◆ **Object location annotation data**
───
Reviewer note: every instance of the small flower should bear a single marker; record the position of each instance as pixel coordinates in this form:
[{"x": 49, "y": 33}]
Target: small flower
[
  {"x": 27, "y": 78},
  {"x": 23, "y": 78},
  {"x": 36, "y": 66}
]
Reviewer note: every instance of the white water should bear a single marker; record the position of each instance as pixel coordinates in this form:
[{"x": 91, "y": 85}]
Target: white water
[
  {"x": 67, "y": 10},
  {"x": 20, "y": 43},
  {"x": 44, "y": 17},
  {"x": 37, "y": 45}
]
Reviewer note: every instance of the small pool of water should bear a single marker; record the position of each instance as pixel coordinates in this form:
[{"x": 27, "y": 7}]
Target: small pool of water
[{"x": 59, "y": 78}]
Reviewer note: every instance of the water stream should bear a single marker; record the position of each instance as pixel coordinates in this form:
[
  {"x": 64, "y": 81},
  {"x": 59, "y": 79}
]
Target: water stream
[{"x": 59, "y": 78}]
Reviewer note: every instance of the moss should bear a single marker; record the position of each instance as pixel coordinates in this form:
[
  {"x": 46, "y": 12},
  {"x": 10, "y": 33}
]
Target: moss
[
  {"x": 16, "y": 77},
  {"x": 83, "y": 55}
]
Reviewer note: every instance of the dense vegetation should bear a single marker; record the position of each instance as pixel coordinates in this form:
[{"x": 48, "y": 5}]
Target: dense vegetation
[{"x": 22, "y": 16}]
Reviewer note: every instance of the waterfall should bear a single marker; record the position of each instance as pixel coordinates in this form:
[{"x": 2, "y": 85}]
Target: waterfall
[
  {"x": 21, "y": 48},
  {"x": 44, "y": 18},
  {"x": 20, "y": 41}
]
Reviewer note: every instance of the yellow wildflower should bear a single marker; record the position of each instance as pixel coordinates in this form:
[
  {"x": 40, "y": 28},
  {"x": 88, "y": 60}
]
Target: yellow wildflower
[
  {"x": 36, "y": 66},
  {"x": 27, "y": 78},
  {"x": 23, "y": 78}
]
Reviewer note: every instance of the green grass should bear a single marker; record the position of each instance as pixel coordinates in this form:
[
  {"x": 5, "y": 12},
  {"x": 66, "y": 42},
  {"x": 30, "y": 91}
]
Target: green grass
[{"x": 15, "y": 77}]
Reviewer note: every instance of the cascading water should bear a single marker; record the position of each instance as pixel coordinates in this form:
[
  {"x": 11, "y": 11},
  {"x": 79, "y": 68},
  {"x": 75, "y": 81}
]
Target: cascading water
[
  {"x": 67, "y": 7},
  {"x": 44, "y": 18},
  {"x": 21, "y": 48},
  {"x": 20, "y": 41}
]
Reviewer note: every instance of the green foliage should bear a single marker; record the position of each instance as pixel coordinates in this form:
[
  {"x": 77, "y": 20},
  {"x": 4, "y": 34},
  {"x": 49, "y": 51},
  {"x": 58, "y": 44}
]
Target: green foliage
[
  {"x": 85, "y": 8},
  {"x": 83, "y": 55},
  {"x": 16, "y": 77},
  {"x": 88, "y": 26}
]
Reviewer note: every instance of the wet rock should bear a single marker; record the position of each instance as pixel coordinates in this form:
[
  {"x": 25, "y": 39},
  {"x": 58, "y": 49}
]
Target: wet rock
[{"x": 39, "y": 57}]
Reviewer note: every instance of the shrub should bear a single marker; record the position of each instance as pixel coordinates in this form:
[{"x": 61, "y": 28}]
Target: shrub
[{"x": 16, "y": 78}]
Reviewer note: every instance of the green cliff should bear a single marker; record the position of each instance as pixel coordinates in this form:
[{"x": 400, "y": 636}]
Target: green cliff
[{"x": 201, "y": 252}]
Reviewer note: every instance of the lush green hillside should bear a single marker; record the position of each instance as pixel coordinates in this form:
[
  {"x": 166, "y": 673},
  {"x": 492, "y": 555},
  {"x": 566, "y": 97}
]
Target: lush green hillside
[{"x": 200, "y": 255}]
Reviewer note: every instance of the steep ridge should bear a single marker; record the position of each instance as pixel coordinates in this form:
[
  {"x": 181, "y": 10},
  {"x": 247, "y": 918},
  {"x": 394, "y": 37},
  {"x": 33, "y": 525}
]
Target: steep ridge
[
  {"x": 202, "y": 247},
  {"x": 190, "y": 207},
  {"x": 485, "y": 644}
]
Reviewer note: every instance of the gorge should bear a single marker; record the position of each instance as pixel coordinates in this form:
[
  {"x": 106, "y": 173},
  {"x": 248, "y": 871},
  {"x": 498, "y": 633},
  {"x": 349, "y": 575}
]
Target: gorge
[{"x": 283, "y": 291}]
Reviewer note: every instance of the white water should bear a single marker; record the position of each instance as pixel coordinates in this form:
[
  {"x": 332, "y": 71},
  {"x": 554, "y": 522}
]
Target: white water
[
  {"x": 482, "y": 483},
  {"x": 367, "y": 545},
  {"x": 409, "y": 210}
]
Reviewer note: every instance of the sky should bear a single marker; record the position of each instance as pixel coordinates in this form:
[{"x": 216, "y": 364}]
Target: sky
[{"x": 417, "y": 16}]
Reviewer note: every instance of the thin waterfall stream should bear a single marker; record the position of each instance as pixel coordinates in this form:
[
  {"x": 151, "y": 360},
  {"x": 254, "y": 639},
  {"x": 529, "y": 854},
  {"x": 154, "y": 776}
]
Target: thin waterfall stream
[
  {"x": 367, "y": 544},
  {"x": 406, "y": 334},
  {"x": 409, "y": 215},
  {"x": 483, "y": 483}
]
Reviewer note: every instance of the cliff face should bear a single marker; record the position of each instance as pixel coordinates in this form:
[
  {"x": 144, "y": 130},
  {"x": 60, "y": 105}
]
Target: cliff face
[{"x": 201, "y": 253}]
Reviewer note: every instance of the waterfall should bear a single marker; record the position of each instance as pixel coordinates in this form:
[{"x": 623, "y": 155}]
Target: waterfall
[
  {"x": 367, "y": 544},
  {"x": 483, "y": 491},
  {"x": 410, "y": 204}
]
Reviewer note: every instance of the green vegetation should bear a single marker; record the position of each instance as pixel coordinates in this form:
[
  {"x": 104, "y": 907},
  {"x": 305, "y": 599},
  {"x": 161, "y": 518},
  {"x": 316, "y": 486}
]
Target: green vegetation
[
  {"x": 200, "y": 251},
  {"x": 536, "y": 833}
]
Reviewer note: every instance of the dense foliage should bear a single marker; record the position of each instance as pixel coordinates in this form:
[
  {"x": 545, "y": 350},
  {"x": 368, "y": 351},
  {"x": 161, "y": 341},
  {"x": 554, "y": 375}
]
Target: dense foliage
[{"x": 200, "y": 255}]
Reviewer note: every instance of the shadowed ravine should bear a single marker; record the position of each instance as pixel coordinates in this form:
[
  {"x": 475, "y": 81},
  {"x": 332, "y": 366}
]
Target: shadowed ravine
───
◆ **Given exercise**
Extract every entry above as it appears.

◆ **Output of the exercise**
Reviewer note: every instance of the small flower should bear a single marker; record the position of each instance as pixel coordinates in this form:
[{"x": 49, "y": 33}]
Target: small flower
[
  {"x": 27, "y": 78},
  {"x": 23, "y": 78},
  {"x": 36, "y": 66}
]
Reviewer note: every instance of the white water should bear a single marker; record the position of each instance as pixel coordinates in this form:
[{"x": 91, "y": 85}]
Target: white water
[
  {"x": 67, "y": 10},
  {"x": 20, "y": 43},
  {"x": 44, "y": 17},
  {"x": 37, "y": 45}
]
Reviewer note: every instance of the small pool of water should bear a single marker; record the position of each instance as pixel coordinates in this form:
[{"x": 27, "y": 7}]
Target: small pool of water
[{"x": 59, "y": 78}]
Reviewer note: every instance of the water stream should bear a single marker; record the position of each instance as pixel coordinates in this form:
[
  {"x": 64, "y": 81},
  {"x": 59, "y": 79}
]
Target: water stream
[{"x": 59, "y": 78}]
Reviewer note: every instance of the moss should bear a single marker; record the position of each instance as pixel coordinates in this form:
[
  {"x": 46, "y": 12},
  {"x": 10, "y": 33}
]
Target: moss
[
  {"x": 16, "y": 77},
  {"x": 83, "y": 55}
]
Reviewer note: every instance of the dense vegetation should bear a single marker; record the position of each instance as pixel coordinates in this form:
[{"x": 48, "y": 5}]
Target: dense vegetation
[{"x": 22, "y": 16}]
Reviewer note: every instance of the waterfall should bear a single marker; record the position of each instance as pixel coordinates in this form:
[{"x": 2, "y": 85}]
Target: waterfall
[
  {"x": 21, "y": 48},
  {"x": 44, "y": 18},
  {"x": 20, "y": 41}
]
Reviewer note: every instance of the yellow wildflower should bear a single marker; record the position of each instance as pixel coordinates in this form:
[
  {"x": 40, "y": 28},
  {"x": 88, "y": 60}
]
Target: yellow wildflower
[
  {"x": 36, "y": 66},
  {"x": 27, "y": 78},
  {"x": 23, "y": 78}
]
Reviewer note: every instance of the green grass should bear a single marker; record the position of each instance as pixel coordinates in this form:
[
  {"x": 5, "y": 12},
  {"x": 66, "y": 42},
  {"x": 30, "y": 91}
]
Target: green grass
[{"x": 15, "y": 77}]
Reviewer note: every instance of the cascading water should bear a single marker; record the position of each instance as pixel coordinates in this form:
[
  {"x": 11, "y": 11},
  {"x": 79, "y": 68},
  {"x": 75, "y": 81}
]
Target: cascading water
[
  {"x": 67, "y": 7},
  {"x": 44, "y": 18},
  {"x": 21, "y": 48},
  {"x": 20, "y": 41}
]
Reviewer note: every instance of the green foliage should bear a single marker; record the position of each instance as pixel coordinates in this form:
[
  {"x": 77, "y": 20},
  {"x": 4, "y": 34},
  {"x": 49, "y": 51},
  {"x": 58, "y": 44}
]
Target: green foliage
[
  {"x": 85, "y": 8},
  {"x": 83, "y": 55},
  {"x": 16, "y": 77},
  {"x": 88, "y": 26}
]
Reviewer note: every instance of the wet rock should bear a single marker; record the position of each instance as pixel coordinates in this form:
[
  {"x": 25, "y": 39},
  {"x": 58, "y": 49}
]
Target: wet rock
[{"x": 39, "y": 57}]
Reviewer note: every instance of the shrub should bear a single marker; record the position of each instance as pixel coordinates in this form:
[{"x": 61, "y": 28}]
Target: shrub
[{"x": 16, "y": 78}]
Reviewer note: every instance of the green cliff should bear a single marker; record the position of each instance as pixel coordinates in this form:
[{"x": 400, "y": 636}]
Target: green cliff
[{"x": 201, "y": 252}]
Reviewer note: every instance of the lush green hillside should bear a single marker; record the position of each instance as pixel coordinates in this form:
[
  {"x": 166, "y": 673},
  {"x": 492, "y": 555},
  {"x": 566, "y": 97}
]
Target: lush green hillside
[{"x": 200, "y": 255}]
Reviewer note: every instance of the steep ridge should bear a single marker; record the position of each instance as pixel coordinates in this form:
[
  {"x": 181, "y": 10},
  {"x": 247, "y": 918},
  {"x": 394, "y": 37},
  {"x": 33, "y": 525}
]
Target: steep ridge
[
  {"x": 202, "y": 247},
  {"x": 190, "y": 207},
  {"x": 485, "y": 644}
]
Reviewer note: every instance of the gorge should bear a single marker; record the position of each instance as pixel coordinates in this form:
[
  {"x": 106, "y": 173},
  {"x": 248, "y": 871},
  {"x": 498, "y": 633},
  {"x": 349, "y": 575}
]
Target: gorge
[{"x": 283, "y": 291}]
Reviewer note: every instance of the white water should bear a single marker; record the position of each instance as pixel coordinates in this form:
[
  {"x": 332, "y": 71},
  {"x": 554, "y": 522}
]
Target: white water
[
  {"x": 482, "y": 483},
  {"x": 367, "y": 545},
  {"x": 409, "y": 210}
]
Reviewer note: every instance of the sky should bear a single marker; record the position of each instance as pixel coordinates in this form:
[{"x": 216, "y": 364}]
Target: sky
[{"x": 417, "y": 16}]
Reviewer note: every instance of the thin waterfall stream should bear a single marker; record the position of each instance as pixel coordinates in this form:
[
  {"x": 151, "y": 360},
  {"x": 254, "y": 639},
  {"x": 529, "y": 854},
  {"x": 154, "y": 776}
]
Target: thin waterfall stream
[
  {"x": 367, "y": 544},
  {"x": 406, "y": 334},
  {"x": 409, "y": 215},
  {"x": 483, "y": 483}
]
Reviewer note: every instance of the cliff face should bear a single marker; record the position of each instance as pixel coordinates in this form:
[
  {"x": 144, "y": 130},
  {"x": 60, "y": 105}
]
Target: cliff face
[{"x": 201, "y": 253}]
Reviewer note: every instance of the waterfall should bear a single marker; record the position of each instance as pixel coordinates in this form:
[{"x": 623, "y": 155}]
Target: waterfall
[
  {"x": 367, "y": 544},
  {"x": 483, "y": 491},
  {"x": 410, "y": 204}
]
Reviewer note: every instance of the green vegetation should bear a single marker; record the position of each instance as pixel coordinates in this form:
[
  {"x": 104, "y": 907},
  {"x": 305, "y": 599},
  {"x": 161, "y": 518},
  {"x": 316, "y": 486}
]
Target: green vegetation
[
  {"x": 200, "y": 251},
  {"x": 536, "y": 833}
]
Reviewer note: every instance of the dense foliage should bear a single marker; record the position of each instance as pixel coordinates in this form:
[
  {"x": 545, "y": 350},
  {"x": 368, "y": 351},
  {"x": 161, "y": 341},
  {"x": 554, "y": 375}
]
Target: dense foliage
[{"x": 200, "y": 255}]
Reviewer note: every instance of the shadowed ravine should bear a single marker; record the position of each instance as pixel coordinates in this form:
[
  {"x": 475, "y": 81},
  {"x": 332, "y": 366}
]
Target: shadowed ravine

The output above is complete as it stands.